AUSGANGSTEXT:

↓

Freitag, 31. Oktober 2014

Michael Tal und das Feld f7

Es wird erzählt, dass Exweltmeister Tal mehrfach von einem älteren Vetter mittels Schäfermatts auf f7 Matt gesetzt wurde. Sicherlich eine harte und schmerzhafte Lektion für einen Anfänger. Schließlich verstand er es aber diese Matts zu vermeiden.

   Nichtsdestotrotz scheint diese Erfahrung mit dem Schachpunkt f7 einen nachhaltigen Eindruck bei Michael Tal hinterlassen zu haben. Denn der Einschlag auf f7 kam später so häufig in seinen Partien vor, dass man da nicht mehr an Zufall glauben möchte. Hier ein Beispiel , allerdings mit der besonderen Note, dass ihn sein Gegner ausdrücklich dazu einlud


Tal - Simagin

Hier hätte Schwarz mit dem normalen Zug 11. … Le7 fortsetzen können. Er zog es aber vor, den kommenden Weltmeister und Opferkünstler zu „provozieren“. Vielleicht weil ihm 12. f5! nicht gefiel

11. … h6!?
Gemäß eines Partiekommentares rechnete Simagin mit dem Einschlag auf f7, aber auch damit, dass Tal in der Folge vielleicht einmal nicht die stärkste Fortsetzung finden würde. Nun ja, darauf hätte ich mich vermutlich nicht verlassen :-)

12. Sxf7!
Für einen Michael Tal war die Annahme einer solchen Herausforderung sozusagen eine Ehrensache. Aber auch stellungsgerecht

Kxf7 13. f5!

↑

VORLIEGENDE EINTRÄGE:
↓

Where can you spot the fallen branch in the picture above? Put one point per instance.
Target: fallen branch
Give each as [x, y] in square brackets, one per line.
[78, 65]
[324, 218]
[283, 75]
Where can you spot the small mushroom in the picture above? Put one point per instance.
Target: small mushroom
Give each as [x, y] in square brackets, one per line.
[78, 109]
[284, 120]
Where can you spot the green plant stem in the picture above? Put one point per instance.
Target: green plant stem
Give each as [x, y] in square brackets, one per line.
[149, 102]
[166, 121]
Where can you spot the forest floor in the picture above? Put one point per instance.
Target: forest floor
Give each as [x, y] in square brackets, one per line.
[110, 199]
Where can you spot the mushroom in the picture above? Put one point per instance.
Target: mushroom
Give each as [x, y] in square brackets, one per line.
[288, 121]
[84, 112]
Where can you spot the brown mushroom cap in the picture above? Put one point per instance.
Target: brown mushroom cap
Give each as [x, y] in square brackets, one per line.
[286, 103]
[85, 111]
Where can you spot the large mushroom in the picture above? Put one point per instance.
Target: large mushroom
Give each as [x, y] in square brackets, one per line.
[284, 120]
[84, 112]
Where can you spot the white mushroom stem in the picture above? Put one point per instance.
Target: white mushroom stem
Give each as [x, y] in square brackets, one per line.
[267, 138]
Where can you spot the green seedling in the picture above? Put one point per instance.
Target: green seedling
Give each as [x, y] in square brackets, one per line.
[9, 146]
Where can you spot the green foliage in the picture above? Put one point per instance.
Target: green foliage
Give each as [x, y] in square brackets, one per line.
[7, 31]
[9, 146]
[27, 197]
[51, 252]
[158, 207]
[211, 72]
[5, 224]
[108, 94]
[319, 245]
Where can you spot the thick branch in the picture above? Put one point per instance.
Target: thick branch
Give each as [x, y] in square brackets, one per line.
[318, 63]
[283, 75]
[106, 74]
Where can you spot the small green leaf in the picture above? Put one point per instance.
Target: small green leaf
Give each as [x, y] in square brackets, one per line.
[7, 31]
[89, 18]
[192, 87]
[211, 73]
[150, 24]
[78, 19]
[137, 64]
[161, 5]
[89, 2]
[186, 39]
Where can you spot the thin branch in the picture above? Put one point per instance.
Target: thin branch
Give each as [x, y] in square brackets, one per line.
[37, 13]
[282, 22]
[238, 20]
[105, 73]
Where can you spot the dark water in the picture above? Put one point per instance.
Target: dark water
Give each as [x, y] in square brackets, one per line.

↑

AUFGABEN:
**1.** Beantworte anhand des Textes über Michael Tal und das Feld f7 diese Fragen:
(a) Von wem wurde Tal laut dem Text mehrfach durch Schäfermatts auf f7 mattgesetzt?
(b) Welchen normalen Zug hätte Schwarz im elften Zug spielen können?
(c) Womit rechnete Simagin gemäß eines Partiekommentares?
**2.** Gib den Abschnitt des Textes über Michael Tal und das Feld f7 von „Hier hätte Schwarz“ bis einschließlich „Kxf7 13. f5!“ wortgetreu wieder.
**3.** Führe den Text über Michael Tal und das Feld f7 im Anschluss an seine letzte Zeile weiter.

LÖSUNGEN:
**1.**
(a) Von einem älteren Vetter.
(b) 11. … Le7.
(c) Mit dem Einschlag auf f7 und damit, dass Tal in der Folge vielleicht einmal nicht die stärkste Fortsetzung finden würde.

**2.**
Hier hätte Schwarz mit dem normalen Zug 11. … Le7 fortsetzen können. Er zog es aber vor, den kommenden Weltmeister und Opferkünstler zu „provozieren“. Vielleicht weil ihm 12. f5! nicht gefiel

11. … h6!?
Gemäß eines Partiekommentares rechnete Simagin mit dem Einschlag auf f7, aber auch damit, dass Tal in der Folge vielleicht einmal nicht die stärkste Fortsetzung finden würde. Nun ja, darauf hätte ich mich vermutlich nicht verlassen :-)

12. Sxf7!
Für einen Michael Tal war die Annahme einer solchen Herausforderung sozusagen eine Ehrensache. Aber auch stellungsgerecht

Kxf7 13. f5!

**3.**
Damit wird die gefährliche f-Linie freigelegt.

Dxe5 (Sxe5 14. Kh1!) 14. fxe6 Kxe6


   
Es ist davon auszugehen, dass beide Spieler zumindest bis hierher gerechnet hatten. Es ist offensichtlich, dass die schwarze Königsstellung eine starke Kompensation für den geopferten Springer ist. Aber würde es reichen?
15. Tb1!
Ein Hammerzug! Ein Scheinopfer, dass man aber kaum ablehnen kann. … Da6 16. Dg4+ Kd6 17. dxe5+ (jetzt wegen da6 möglich) Kc7 18. Lf4 ist mehr als kritisch


Dxb1 16. Dc4+ Kd6 17. La3+ Kc7 18.Txb1 Lxa3

Der Pulverdampf ist verraucht und wir werfen erneut einen genaueren Blick auf die Stellung


Schwarz hat seinen materiellen Vorteil wahren können, aber sein König kommt in der Folge nicht zur Ruhe
19. Db3! Le7 20. Dxb7 Kd6


Bis hier hatte Tal alles richtig gemacht und der von Simagin erhoffte schwächere Zug war ausgeblieben. Nun hätte Weiß alles klar machen können mit 21.Td1! Gegen das nun drohende dxe5 gibt es kaum eine vernünftige Verteidigung. Nach beispielsweise 21. … e4 22. d5! Sind Materialverluste nicht mehr zu vermeiden
21. dxe5?!

Mit diesem ungeduldigen Zug brachte Tal sich erst einmal um das schnelle Ernten der Früchte seines guten Spiels

Sxe5 22. Td1+ Ke6 23. Db3+ Kf5 24. Tf1+ Ke4


An dieser Stelle zeigt das Schachprogramm fritz 6 einen Weg zu einem wohl spielentscheidenden Vorteil an; 25. De6 Lc5+ 26. Kh1 The8 27. Te1+ Le3 28. Dh3! Sc4 29. Dd7! Tad8 30. Dxc6+ Kf5 31. Dxc4 +-


Der weiterhin exponierte König und die beiden Freibauern sollten den Sieg gewährleisten 

25. Te1+ Kf5 26. g4!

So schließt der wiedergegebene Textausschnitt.